- [WHAT TO DO]
A) Translate this sentence from the bank deposits article into Spanish: "During the pandemic, the personal savings rate jumped to extremely high levels."
B) Please transcribe the stretch of the bank deposits article from "Since the pandemic" through "downturn and recession.", with no changes.

- [SOURCE EXTRACT]

>>>>

Every year, the Federal Deposit Insurance Corporation updates data for all FDIC-insured banks to show the amount of deposits each bank holds. Although the data is just a look at one point in time during the year, it does provide good insight into how successful banks are in the ever-intensifying war for deposits, and how they have grown -- or not grown -- over a one-year period. Deposits are one of the key characteristics that bank investors examine closely, and while sheer deposit growth is not everything, it is still important to watch.
Let's take a look at which large U.S. bank grew deposits most and also picked up the most market share during a year when deposits absolutely flooded into the banking system.
Who grew the most?
Since the pandemic began in early 2020, trillions of dollars have flooded into the banking system in an unprecedented liquidity event. When the pandemic began, many people pulled money out of various investments and the stock market to avoid a potential downturn and recession.
During the pandemic, the personal savings rate jumped to extremely high levels. Then, the federal government infused trillions of dollars into the economy, not to mention quantitative easing by the Federal Reserve; all of which contributed to more deposits in the banking system, especially in the largest banks.
The one thing to keep in mind is that all of this liquidity may normalize at some point, especially with the Fed thinking about tapering its bond purchases, with spending levels getting back to normal, and with less federal intervention as the economy normalizes. With that said, here is deposit growth for the country's largest banks from June 30, 2020 to the same day in 2021.

<<<<

- [DATA EXCERPT]
>>>>

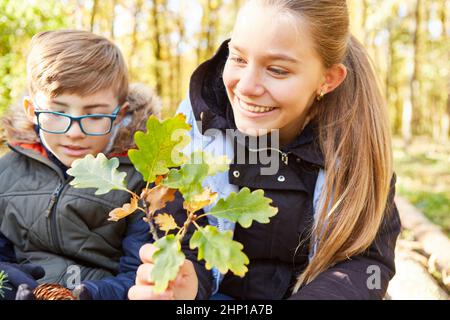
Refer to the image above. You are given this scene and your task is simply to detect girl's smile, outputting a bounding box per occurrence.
[223,3,324,144]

<<<<

- [ANSWERS IN ORDER]
A) Durante la pandemia, la tasa de ahorro personal saltó a niveles extremadamente altos.

B)
Since the pandemic began in early 2020, trillions of dollars have flooded into the banking system in an unprecedented liquidity event. When the pandemic began, many people pulled money out of various investments and the stock market to avoid a potential downturn and recession.